Photo Copyright: Maggie May
As the week is passing by, I am reducing my pain relief considerably, and apart from my usual arthritic pain, I am enjoying the freedom from that dreadful bone pain I had prior to the radiation treatments.
Pain is the very opposite of all that is good in life.
It has the power to impair a brain's functioning. It drains your energy. It takes over your mind, your body, your thinking, your creativity.
Like the pains of childbirth, when it has stopped, the severity of it disappears somewhere into the unconscious mind and a little door is shut on it. It isn't until there is a repeat experience of it that you remember how awful it is again.
At present, I am just having to wait and see what happens next and try enjoy each day as it comes.
This doesn't come easily to me.... the born worrier.
Will IT come back?
However, each day is a gift of extra life...... a bonus.
All that I know is ..... that I feel things more intensely. My family and friends mean more to me than before. The sky, the garden flowers and colours all seem more intense than they did before. My freedom seems more important too and I am making plans to go to the singing group again and take trips to the sea.
Everything that isn't life threatening seems to be quite unimportant to me. I used to worry about the most ridiculous things. I wasted so much time doing this.
People, on the whole, seem to be friendly and supportive towards me. However, there are still some who feel terribly awkward when they spot me and would rather run into a shop than to have to say anything.
I feel it is better to risk not saying the right thing than to run away. I don't think there is a right or a wrong thing to say anyway. Just be yourself.
I don't think people find it easy to meet up with anyone who is having a close brush with death. I think its not in our culture. "If I don't have to talk about this, I don't have to face up to the problem of cancer."
They feel threatened when they get close to someone with persistent cancer. It makes them feel under threat too. "If this can happen to her, then it could happen to me. I'd rather not think about it right now."
It is a big problem. One only has to spend a short time in Oncology to realise just how common the problem is.
I hope by talking about it that I will help others to drop their barriers a bit, though much of the time I want to be treated as normal. I am Maggie, the same person as I have always been ..... I experience the same things as you and face the same fears as you.
I just happen to be battling cancer.
I don't always want to talk about it but sometimes I do because my whole life is so tied up with how it affects me and how it makes me feel.
One day it will get me but not yet. I have so many things I want to see.
I want to see my granddaughters at least get settled into Secondary school. I want to share in the joys of their new house. I want to be able to do things with them again.

(WORK INSTRUCTIONS):
1. Answer these questions from the blog post about living with cancer.
(a) What two plans is the writer making now that freedom seems more important?
(b) What school stage does the writer want to see the granddaughters settle into?
(c) What would some awkward people rather do than say anything when they spot the writer?
2. Reproduce the part of the blog post that runs from "At present, I" to "life...... a bonus.".
3. Decide whether each statement agrees with the blog post about living with cancer, and quote the words that settle it.
(a) The writer has stopped taking pain relief altogether.
(b) The writer believes there is a right thing to say to someone with cancer.
(c) The writer regards each day as a gift.

(ENTRIES PROVIDED):

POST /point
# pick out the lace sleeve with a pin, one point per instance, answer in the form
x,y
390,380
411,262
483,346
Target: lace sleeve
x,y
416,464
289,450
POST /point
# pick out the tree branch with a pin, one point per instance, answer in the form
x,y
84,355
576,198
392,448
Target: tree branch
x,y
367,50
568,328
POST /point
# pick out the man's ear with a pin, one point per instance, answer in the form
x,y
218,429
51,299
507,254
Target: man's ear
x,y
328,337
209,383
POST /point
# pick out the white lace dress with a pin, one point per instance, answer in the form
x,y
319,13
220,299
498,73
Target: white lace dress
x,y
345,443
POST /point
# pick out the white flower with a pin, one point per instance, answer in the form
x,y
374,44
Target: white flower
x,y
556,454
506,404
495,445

(ANSWERS TO THE PROBLEMS):
1.
(a) Going to the singing group again and taking trips to the sea.
(b) Secondary school.
(c) Run into a shop.

2.
At present, I am just having to wait and see what happens next and try enjoy each day as it comes.
This doesn't come easily to me.... the born worrier.
Will IT come back?
However, each day is a gift of extra life...... a bonus.

3.
(a) No: "I am reducing my pain relief considerably"
(b) No: "I don't think there is a right or a wrong thing to say anyway."
(c) Yes: "each day is a gift of extra life"